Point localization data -
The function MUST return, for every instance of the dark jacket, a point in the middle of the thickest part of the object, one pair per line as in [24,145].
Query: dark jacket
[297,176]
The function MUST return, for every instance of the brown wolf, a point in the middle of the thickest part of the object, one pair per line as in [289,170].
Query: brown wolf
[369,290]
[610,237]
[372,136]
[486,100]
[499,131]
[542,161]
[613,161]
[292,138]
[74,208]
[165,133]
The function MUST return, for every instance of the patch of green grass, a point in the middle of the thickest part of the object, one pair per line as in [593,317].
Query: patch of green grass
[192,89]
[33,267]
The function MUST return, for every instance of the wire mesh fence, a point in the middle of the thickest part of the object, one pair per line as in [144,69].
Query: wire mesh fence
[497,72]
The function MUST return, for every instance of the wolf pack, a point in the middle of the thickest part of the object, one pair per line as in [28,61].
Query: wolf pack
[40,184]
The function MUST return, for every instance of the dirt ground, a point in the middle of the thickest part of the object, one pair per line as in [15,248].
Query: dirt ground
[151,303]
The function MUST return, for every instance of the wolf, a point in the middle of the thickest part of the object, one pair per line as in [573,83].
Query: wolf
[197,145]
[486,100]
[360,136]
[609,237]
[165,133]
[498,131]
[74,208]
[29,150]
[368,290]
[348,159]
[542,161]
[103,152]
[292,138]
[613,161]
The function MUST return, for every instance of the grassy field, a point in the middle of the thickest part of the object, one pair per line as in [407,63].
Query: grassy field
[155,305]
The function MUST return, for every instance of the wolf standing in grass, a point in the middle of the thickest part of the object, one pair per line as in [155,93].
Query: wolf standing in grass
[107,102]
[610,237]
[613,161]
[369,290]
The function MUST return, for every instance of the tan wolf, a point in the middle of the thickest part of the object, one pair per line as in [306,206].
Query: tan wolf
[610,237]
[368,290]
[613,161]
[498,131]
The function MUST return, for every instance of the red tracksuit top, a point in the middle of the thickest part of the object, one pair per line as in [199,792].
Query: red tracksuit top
--
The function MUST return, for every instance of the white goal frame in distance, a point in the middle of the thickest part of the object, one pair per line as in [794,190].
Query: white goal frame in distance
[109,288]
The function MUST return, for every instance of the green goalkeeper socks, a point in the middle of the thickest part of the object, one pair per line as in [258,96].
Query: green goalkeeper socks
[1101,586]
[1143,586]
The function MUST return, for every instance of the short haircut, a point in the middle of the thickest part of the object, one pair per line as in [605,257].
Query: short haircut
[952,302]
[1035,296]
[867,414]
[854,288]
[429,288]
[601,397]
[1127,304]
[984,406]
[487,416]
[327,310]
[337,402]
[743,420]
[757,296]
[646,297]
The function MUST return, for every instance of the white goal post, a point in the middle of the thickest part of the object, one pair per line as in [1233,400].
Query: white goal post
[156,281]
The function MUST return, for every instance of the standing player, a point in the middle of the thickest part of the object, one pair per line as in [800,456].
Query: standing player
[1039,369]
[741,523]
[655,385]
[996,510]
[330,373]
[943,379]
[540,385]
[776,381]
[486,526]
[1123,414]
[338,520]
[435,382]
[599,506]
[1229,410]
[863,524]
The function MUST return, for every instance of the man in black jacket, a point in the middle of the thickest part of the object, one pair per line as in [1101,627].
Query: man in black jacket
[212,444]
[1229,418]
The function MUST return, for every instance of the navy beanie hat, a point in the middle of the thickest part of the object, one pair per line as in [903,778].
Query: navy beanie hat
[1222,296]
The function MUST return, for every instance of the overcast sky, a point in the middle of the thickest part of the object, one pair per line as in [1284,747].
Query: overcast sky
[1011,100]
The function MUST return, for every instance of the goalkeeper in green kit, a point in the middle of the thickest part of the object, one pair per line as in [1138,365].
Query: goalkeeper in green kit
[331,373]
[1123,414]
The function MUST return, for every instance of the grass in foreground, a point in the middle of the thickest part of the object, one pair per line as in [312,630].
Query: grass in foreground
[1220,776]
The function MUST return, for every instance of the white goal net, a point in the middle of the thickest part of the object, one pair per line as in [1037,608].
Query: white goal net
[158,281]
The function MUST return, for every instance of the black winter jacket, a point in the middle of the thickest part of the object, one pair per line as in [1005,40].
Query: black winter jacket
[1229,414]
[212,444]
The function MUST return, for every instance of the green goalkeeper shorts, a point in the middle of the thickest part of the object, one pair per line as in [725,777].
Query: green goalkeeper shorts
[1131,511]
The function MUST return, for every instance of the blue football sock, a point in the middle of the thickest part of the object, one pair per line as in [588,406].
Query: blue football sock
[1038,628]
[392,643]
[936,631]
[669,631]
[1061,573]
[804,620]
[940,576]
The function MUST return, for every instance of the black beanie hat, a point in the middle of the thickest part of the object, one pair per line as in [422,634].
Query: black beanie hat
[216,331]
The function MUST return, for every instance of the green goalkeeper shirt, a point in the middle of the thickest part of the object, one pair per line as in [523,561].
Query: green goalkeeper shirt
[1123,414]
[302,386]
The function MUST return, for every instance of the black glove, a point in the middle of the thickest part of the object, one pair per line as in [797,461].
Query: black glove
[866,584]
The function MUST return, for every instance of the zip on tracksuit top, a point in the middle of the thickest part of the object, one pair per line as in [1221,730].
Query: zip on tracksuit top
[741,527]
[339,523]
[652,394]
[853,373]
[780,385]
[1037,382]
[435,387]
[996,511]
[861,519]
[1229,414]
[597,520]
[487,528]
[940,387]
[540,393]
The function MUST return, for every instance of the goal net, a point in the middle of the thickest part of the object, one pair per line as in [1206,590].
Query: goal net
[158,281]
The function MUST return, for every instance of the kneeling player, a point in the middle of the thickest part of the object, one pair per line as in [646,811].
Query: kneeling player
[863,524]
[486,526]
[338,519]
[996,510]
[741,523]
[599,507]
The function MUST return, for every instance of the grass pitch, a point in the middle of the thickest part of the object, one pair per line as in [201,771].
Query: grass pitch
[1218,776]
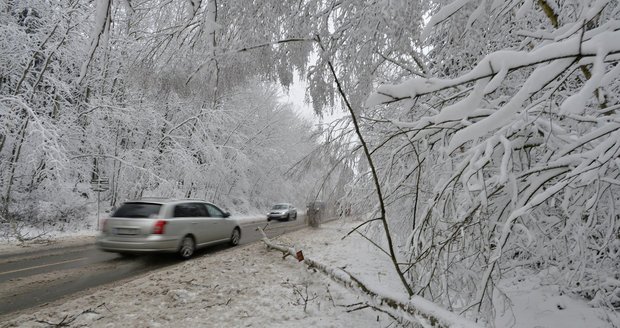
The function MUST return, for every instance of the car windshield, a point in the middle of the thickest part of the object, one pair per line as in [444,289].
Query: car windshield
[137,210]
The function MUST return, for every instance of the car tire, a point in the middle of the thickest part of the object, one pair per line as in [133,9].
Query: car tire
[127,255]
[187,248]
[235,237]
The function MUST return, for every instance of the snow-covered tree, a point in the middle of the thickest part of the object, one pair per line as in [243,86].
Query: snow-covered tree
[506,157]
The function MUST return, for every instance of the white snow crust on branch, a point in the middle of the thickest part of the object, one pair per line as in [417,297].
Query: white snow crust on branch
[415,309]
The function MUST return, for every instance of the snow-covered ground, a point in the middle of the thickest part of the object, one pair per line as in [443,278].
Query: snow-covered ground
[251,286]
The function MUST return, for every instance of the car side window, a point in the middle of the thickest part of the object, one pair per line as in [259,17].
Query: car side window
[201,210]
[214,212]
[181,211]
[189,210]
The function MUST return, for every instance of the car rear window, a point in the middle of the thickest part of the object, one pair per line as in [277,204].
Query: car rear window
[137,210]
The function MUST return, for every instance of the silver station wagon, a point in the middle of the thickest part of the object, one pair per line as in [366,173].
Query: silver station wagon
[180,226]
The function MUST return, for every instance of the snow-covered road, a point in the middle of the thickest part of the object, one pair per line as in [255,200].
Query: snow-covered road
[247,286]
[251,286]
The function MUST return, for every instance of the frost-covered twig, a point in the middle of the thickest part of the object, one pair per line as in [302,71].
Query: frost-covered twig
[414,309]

YOUR INSTRUCTIONS -
The expected answer is an exact copy of the lines above, beginning at the line with "The function MUST return, for every instance of the red" and ending at the line with "Query: red tracksuit top", with both ends in.

WRITTEN RESPONSE -
The function MUST return, for every instance of the red tracksuit top, a point in the middle of the thickest part of the object, one pair per line as in [199,792].
Query: red tracksuit top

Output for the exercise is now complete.